● Work instruction:
Write out the data in full, exactly as shown.

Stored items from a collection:

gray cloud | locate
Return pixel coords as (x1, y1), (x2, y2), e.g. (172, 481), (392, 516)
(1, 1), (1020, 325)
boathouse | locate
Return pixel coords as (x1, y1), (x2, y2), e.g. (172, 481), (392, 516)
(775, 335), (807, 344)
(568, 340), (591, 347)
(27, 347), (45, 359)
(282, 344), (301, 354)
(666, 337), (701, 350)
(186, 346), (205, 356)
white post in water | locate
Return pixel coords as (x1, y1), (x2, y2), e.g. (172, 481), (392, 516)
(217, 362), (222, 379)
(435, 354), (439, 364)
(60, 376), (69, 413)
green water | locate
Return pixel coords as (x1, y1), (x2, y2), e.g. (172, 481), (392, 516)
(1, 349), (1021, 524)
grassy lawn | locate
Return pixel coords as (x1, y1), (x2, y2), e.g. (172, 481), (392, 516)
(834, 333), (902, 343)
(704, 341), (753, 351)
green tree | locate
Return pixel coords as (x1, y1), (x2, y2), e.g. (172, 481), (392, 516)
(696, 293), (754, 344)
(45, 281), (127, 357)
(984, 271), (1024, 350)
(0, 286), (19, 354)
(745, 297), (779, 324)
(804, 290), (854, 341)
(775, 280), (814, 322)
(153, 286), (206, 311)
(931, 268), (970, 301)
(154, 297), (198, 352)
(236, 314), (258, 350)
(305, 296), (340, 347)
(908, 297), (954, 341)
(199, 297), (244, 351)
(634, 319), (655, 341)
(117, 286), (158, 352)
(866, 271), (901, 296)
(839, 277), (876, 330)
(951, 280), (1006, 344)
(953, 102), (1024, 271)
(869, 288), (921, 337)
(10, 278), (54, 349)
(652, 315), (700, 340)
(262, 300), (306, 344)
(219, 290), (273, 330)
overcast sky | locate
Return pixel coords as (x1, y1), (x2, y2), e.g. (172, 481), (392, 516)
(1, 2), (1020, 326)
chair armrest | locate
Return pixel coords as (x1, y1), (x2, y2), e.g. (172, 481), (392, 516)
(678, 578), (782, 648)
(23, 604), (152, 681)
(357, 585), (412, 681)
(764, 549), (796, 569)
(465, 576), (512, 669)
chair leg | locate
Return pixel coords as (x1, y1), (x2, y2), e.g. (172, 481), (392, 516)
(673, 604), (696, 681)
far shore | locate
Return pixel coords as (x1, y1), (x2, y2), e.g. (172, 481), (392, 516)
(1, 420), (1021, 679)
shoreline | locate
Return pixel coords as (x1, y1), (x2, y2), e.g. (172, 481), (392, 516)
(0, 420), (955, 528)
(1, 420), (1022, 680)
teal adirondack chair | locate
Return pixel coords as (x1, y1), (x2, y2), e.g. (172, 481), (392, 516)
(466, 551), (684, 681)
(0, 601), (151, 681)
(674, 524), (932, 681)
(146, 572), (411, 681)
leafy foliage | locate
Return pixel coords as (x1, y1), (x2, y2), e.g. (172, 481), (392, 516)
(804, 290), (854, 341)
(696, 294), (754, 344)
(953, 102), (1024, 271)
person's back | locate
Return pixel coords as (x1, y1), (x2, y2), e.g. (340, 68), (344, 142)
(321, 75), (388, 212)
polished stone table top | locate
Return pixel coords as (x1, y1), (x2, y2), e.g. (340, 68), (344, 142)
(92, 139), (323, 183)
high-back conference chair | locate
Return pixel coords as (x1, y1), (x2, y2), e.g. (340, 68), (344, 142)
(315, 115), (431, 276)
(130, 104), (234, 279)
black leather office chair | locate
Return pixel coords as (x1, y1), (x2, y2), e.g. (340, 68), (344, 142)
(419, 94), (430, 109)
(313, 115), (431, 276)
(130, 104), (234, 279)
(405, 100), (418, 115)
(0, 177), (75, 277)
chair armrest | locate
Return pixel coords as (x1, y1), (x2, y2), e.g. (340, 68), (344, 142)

● Expected answer:
gray cloud | locate
Return pixel coords as (x1, y1), (x2, y2), e.g. (172, 481), (392, 516)
(1, 1), (1020, 325)
boathouse | locate
Return pixel coords as (x1, y1), (x2, y2), e.g. (172, 481), (392, 516)
(775, 335), (807, 344)
(568, 340), (591, 347)
(27, 347), (45, 359)
(282, 344), (301, 354)
(666, 337), (701, 350)
(186, 346), (205, 356)
white post in water | locate
Return pixel coords as (x1, y1), (x2, y2), e.g. (172, 481), (392, 516)
(217, 362), (222, 379)
(435, 354), (439, 364)
(60, 376), (69, 413)
green water | locate
Return pixel coords as (x1, y1), (x2, y2), e.g. (172, 481), (392, 516)
(1, 349), (1021, 524)
grassy lawn | locate
Return pixel coords as (x1, y1), (x2, y2), e.g. (172, 481), (392, 516)
(834, 333), (902, 343)
(704, 341), (753, 351)
green tree | locate
Return pixel coords as (x1, y1), (x2, y2), e.g. (172, 481), (392, 516)
(696, 293), (754, 344)
(45, 281), (127, 357)
(984, 271), (1024, 350)
(0, 286), (19, 354)
(745, 297), (779, 324)
(804, 290), (854, 341)
(775, 280), (814, 322)
(153, 286), (206, 311)
(931, 268), (970, 301)
(154, 297), (198, 352)
(236, 314), (258, 350)
(305, 296), (340, 347)
(908, 297), (954, 341)
(199, 297), (244, 351)
(634, 319), (655, 341)
(117, 286), (158, 352)
(866, 271), (901, 296)
(839, 277), (876, 330)
(951, 280), (1006, 344)
(953, 102), (1024, 271)
(869, 288), (921, 337)
(10, 278), (54, 349)
(652, 315), (700, 340)
(262, 300), (306, 344)
(219, 290), (273, 330)
overcast sky | locate
Return pixel coords as (x1, y1), (x2, y2), e.g. (172, 481), (392, 516)
(1, 2), (1020, 326)
chair armrest | locate
Return pixel coords as (x1, y1), (x2, y2), e.g. (172, 481), (392, 516)
(678, 578), (782, 648)
(23, 604), (152, 681)
(357, 585), (412, 681)
(764, 549), (796, 569)
(465, 576), (512, 669)
chair leg | locate
Return pixel coords as (x1, y1), (x2, y2), e.g. (172, 481), (392, 516)
(673, 604), (696, 681)
far shore | locate
Return pixel coords as (x1, y1), (x2, y2), e.g. (172, 481), (392, 516)
(1, 420), (1021, 679)
shoreline | locate
Return pixel coords as (x1, y1), (x2, y2), e.g. (172, 481), (392, 516)
(0, 420), (955, 528)
(1, 420), (1022, 680)
teal adirondack chair | locate
Return pixel coords as (x1, y1), (x2, y2), e.g. (172, 481), (392, 516)
(466, 551), (684, 681)
(0, 601), (151, 681)
(674, 524), (932, 681)
(146, 572), (411, 681)
leafy foliage | locate
Return pixel coords as (x1, y1), (x2, y2), e.g. (172, 481), (392, 516)
(804, 290), (854, 341)
(696, 294), (754, 344)
(953, 102), (1024, 271)
person's back | locate
Return pixel coords as (x1, y1), (x2, y2), e.g. (340, 68), (344, 142)
(321, 75), (388, 212)
polished stone table top | locate
Return pixel coords as (x1, y1), (x2, y2), e.g. (340, 68), (344, 142)
(92, 139), (323, 183)
high-back conference chair | locate
Return pixel coords as (x1, y1), (x2, y2), e.g. (340, 68), (344, 142)
(315, 115), (431, 276)
(130, 104), (234, 279)
black leather office chair | locate
Return pixel coords as (x1, y1), (x2, y2), e.g. (340, 68), (344, 142)
(419, 94), (430, 109)
(313, 115), (431, 276)
(130, 104), (234, 279)
(405, 100), (418, 115)
(0, 177), (75, 277)
chair armrest | locate
Return pixel coords as (x1, y1), (x2, y2), e.g. (340, 68), (344, 142)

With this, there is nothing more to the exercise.